**Work to complete**. Could you output every record again, exactly as given?

**Data records**.

━━━━━━

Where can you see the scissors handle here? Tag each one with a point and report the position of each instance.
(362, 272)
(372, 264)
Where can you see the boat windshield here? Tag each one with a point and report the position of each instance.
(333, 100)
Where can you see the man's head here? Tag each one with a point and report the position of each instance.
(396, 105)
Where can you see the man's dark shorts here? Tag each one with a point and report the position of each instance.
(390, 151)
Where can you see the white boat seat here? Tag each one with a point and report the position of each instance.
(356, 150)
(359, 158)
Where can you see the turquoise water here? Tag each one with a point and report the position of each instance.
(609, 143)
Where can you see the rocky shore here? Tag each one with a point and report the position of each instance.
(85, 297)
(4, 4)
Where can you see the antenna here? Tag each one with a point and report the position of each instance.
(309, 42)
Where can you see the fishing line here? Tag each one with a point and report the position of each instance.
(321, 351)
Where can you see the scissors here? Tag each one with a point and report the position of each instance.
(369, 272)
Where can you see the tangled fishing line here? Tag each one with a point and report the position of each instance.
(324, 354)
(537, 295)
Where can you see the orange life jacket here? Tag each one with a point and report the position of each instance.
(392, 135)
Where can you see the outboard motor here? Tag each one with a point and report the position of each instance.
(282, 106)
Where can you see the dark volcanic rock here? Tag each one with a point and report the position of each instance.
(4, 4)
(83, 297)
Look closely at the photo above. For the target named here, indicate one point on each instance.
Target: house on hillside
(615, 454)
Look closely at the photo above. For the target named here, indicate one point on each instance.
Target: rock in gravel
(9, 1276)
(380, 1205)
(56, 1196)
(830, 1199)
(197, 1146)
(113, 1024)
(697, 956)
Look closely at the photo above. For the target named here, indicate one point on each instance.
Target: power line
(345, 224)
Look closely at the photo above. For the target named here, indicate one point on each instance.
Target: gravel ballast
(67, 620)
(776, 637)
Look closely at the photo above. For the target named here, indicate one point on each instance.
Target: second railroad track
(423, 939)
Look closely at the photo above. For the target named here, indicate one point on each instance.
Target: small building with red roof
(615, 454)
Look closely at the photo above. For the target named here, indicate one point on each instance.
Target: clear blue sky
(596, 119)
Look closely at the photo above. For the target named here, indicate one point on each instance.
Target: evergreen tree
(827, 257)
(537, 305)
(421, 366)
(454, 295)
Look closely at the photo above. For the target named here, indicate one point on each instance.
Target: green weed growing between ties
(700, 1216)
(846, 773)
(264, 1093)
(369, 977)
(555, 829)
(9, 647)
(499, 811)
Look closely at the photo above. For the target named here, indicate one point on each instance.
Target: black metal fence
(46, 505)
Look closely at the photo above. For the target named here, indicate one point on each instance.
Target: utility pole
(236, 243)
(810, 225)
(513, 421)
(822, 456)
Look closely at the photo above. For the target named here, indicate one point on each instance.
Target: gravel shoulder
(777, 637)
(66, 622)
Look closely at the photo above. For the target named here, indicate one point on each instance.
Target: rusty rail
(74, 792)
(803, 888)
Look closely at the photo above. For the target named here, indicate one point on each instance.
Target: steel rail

━━━━━━

**Response to the exercise**.
Where can you see the scissors handle here? Tag each one with a point and report the position of each instance.
(362, 272)
(372, 264)
Where can you see the boat windshield here? Tag each one with a point and report the position of each instance.
(333, 100)
Where can you see the man's head here? Tag each one with a point and report the position of each instance.
(396, 105)
Where can you see the man's dark shorts here? Tag each one with a point and report the position of each instance.
(390, 151)
Where can you see the white boat seat here? Tag each one with a point and report the position of each instance.
(356, 150)
(359, 158)
Where can you see the turquoise water here? Tag each one with a point and report the position of each instance.
(609, 143)
Where can you see the rocky shore here? Tag each one with a point and report the position of each instance.
(85, 297)
(4, 4)
Where can you see the antenna here? Tag each one with a point and report the position of each instance.
(309, 42)
Where can you see the fishing line here? Tag each one with a point and report the position of each instance.
(321, 351)
Where can you see the scissors here? Tag each one with a point and report the position of each instance.
(369, 272)
Where can you see the tangled fishing line here? Tag each one with a point and report the position of each instance.
(324, 354)
(537, 295)
Where can you see the orange life jacket here? Tag each one with a point and report the position of each instance.
(392, 135)
Where can you see the outboard motor here? Tag each one with a point and report the position of each instance.
(282, 106)
Where can you see the dark volcanic rock here? Tag each one with a point and report the position of each instance.
(4, 4)
(83, 297)
Look closely at the photo above. For the target named here, indicate one point on each instance.
Target: house on hillside
(615, 454)
Look closely at the photo above. For the target named here, indicate one point on each instance.
Target: rock in gravel
(9, 1276)
(380, 1205)
(56, 1196)
(830, 1199)
(197, 1146)
(113, 1024)
(697, 956)
Look closely at the photo above. For the target named here, indicate one point on each instance.
Target: power line
(345, 224)
Look closely at the photo above. For the target named here, indicate one point on each instance.
Target: gravel ballast
(67, 620)
(776, 637)
Look closely at the photo above. For the target named here, indicate one point on each instance.
Target: second railroad track
(423, 939)
Look closely at the photo above. For the target named here, indicate one point on each instance.
Target: small building with red roof
(615, 454)
Look closely at the photo above. For the target named here, indicate one point on each instance.
Target: clear blue sky
(596, 119)
Look closely at the photo above. For the target named here, indicate one point on each instance.
Target: evergreen tree
(827, 257)
(537, 305)
(421, 366)
(454, 295)
Look closely at the photo above. For the target named here, indicate one point on each instance.
Target: green weed growing between ties
(700, 1216)
(846, 773)
(264, 1093)
(369, 977)
(555, 829)
(9, 647)
(499, 811)
Look closely at the photo above. For the target named here, indicate one point on each instance.
Target: black metal fence
(46, 505)
Look closely at the photo above. For the target named here, indicate one point on each instance.
Target: utility pole
(236, 243)
(810, 225)
(513, 421)
(822, 456)
Look closely at the photo above. For the target named here, indicate one point on each instance.
Target: gravel shoulder
(777, 637)
(66, 622)
Look closely at the photo above. For the target named here, indicate one point on each instance.
Target: rusty rail
(74, 792)
(803, 888)
Look closely at the photo above. For the target named here, indicate one point on each instance.
Target: steel rail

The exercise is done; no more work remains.